## [Short exercise]
Rewrite the records from the line with "the white table" to the line with "x=363, y=333", changing "baseboard" to "skirting board" and leaving everything else as it is. Return only those lines.

++++

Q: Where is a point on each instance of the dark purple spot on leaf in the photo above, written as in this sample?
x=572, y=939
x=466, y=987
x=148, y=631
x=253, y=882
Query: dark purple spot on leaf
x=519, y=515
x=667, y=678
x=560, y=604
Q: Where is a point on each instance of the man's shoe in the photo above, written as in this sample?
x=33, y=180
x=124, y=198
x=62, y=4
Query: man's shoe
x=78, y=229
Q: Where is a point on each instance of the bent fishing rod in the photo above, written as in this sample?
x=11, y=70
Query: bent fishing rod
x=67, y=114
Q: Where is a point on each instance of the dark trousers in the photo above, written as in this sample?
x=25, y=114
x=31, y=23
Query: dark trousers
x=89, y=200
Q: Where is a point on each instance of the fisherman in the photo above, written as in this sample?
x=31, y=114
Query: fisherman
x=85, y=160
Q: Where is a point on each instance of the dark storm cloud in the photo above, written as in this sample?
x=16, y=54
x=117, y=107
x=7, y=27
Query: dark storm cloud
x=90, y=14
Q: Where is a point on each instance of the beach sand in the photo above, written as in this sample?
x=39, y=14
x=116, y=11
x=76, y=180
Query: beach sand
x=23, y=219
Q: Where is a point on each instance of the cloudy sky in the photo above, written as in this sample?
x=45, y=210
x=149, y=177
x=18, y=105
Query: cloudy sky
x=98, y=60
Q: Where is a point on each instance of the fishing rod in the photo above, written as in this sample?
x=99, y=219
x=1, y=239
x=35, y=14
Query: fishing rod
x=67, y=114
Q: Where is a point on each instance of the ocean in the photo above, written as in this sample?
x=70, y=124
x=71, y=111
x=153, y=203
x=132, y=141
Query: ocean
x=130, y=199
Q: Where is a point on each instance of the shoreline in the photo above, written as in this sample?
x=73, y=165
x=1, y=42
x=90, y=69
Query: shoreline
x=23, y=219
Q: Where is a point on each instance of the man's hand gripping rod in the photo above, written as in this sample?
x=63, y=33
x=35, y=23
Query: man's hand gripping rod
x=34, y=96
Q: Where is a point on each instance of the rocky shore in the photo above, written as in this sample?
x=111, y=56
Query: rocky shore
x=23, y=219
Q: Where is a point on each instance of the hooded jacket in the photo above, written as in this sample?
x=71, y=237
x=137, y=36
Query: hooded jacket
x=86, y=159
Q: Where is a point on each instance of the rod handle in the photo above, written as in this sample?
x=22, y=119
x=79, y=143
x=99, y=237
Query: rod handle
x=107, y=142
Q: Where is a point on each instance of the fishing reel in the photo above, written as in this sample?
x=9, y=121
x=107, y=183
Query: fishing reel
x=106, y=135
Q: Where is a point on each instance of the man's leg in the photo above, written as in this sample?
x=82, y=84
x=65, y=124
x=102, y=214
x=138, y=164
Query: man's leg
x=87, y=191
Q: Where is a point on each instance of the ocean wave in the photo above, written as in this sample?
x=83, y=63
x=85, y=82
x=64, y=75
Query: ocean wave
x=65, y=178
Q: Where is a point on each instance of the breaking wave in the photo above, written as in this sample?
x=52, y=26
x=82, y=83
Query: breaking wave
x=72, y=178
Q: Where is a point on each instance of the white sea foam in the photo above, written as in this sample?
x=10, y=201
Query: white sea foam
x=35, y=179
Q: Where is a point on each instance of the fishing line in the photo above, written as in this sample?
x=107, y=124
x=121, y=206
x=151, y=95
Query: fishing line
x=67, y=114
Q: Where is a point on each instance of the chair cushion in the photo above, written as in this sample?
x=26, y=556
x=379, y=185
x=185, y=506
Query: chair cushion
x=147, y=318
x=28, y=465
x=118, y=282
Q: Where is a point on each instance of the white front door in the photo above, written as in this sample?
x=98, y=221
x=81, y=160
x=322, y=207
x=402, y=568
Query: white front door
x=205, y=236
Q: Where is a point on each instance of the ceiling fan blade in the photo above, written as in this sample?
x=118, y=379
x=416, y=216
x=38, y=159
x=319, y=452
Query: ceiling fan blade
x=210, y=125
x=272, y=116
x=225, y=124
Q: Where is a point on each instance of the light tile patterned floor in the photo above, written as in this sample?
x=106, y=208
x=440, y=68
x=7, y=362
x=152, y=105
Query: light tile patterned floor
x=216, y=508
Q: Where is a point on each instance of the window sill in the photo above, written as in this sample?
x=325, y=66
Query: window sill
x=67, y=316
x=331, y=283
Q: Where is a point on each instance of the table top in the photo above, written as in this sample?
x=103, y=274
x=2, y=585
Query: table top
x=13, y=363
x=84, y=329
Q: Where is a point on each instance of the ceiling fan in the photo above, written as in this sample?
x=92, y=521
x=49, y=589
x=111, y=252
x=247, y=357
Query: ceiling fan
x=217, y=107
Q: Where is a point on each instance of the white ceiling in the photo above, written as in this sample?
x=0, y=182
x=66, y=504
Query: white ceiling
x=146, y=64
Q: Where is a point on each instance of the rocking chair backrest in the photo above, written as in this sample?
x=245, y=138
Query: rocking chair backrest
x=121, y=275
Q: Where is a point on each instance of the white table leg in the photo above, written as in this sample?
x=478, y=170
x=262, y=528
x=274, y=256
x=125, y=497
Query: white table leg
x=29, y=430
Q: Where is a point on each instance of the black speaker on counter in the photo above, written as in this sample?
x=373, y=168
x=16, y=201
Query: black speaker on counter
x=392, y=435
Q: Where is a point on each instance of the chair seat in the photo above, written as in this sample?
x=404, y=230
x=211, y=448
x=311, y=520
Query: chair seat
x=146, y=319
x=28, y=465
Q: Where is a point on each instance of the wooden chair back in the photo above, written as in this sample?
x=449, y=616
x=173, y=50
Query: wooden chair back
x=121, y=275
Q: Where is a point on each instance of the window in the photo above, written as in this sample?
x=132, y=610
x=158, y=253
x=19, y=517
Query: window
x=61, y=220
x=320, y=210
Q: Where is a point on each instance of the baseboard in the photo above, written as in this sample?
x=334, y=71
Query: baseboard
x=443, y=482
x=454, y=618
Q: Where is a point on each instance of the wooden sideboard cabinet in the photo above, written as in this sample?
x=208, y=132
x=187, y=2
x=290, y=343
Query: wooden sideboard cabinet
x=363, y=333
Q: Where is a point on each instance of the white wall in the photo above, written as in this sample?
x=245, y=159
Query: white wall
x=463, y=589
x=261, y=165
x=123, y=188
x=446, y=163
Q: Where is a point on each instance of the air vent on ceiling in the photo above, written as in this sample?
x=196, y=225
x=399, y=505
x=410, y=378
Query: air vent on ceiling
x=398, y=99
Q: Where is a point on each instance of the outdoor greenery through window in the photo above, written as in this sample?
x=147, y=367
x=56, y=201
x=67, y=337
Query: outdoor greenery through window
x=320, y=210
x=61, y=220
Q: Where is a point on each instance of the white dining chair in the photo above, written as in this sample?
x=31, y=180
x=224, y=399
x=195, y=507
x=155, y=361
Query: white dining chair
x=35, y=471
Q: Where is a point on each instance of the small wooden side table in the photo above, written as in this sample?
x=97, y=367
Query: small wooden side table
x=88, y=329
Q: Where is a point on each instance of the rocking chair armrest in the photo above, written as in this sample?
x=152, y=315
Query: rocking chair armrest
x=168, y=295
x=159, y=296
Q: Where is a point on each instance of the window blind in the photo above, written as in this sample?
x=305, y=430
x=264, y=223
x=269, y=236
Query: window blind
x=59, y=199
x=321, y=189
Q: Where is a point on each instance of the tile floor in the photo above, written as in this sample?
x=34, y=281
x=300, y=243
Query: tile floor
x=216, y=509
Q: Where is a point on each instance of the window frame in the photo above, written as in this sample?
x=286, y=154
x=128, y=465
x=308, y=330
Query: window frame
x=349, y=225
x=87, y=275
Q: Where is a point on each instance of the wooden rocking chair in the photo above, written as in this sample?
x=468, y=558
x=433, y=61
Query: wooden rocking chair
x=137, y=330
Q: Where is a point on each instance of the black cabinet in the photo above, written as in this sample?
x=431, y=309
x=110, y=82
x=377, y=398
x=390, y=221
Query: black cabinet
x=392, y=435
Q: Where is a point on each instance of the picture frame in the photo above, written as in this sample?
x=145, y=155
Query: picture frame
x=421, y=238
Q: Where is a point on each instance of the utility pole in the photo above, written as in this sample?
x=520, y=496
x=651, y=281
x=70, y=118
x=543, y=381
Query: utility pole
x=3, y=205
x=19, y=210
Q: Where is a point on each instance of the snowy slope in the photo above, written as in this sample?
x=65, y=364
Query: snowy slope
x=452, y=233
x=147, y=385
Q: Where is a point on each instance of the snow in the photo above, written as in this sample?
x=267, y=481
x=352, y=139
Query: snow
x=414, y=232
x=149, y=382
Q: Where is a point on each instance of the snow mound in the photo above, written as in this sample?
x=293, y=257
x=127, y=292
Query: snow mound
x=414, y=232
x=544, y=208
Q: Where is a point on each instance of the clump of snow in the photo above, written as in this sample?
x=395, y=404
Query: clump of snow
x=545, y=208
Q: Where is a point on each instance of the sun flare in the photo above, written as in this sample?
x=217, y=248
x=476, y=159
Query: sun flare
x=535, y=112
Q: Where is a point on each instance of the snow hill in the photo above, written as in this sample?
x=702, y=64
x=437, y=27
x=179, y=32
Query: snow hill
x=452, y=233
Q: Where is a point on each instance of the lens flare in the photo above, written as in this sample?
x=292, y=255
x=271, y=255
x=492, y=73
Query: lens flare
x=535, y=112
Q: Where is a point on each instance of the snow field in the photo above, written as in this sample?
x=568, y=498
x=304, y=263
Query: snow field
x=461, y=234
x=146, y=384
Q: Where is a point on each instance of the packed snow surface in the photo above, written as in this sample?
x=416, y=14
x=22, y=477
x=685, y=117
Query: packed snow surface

++++

## [Solution to the problem]
Q: Where is a point on each instance of the white table leg in the photo above, written as in this sample?
x=478, y=170
x=262, y=528
x=274, y=256
x=125, y=497
Query: white table leg
x=29, y=430
Q: Where is a point on each instance of the black speaker on counter in the photo above, written as in this sample?
x=373, y=168
x=16, y=201
Query: black speaker on counter
x=392, y=435
Q: Where is a point on each instance of the chair seat in the photo above, written as in this sample?
x=404, y=230
x=211, y=448
x=311, y=520
Query: chair seat
x=146, y=319
x=28, y=465
Q: Where is a point on each instance of the wooden chair back in the photo above, written as in this sample?
x=449, y=616
x=173, y=50
Query: wooden chair back
x=121, y=275
Q: Where is a point on each instance of the window in the photo above, written as in this sample?
x=132, y=610
x=158, y=253
x=19, y=517
Query: window
x=61, y=220
x=320, y=210
Q: Where is a point on each instance of the skirting board in the photo above, written as in this sample?
x=334, y=71
Query: skirting board
x=443, y=482
x=454, y=618
Q: Where is a point on each instance of the wooden sideboard cabinet in the photo above, written as in this sample?
x=208, y=132
x=187, y=2
x=290, y=343
Query: wooden sideboard cabinet
x=363, y=333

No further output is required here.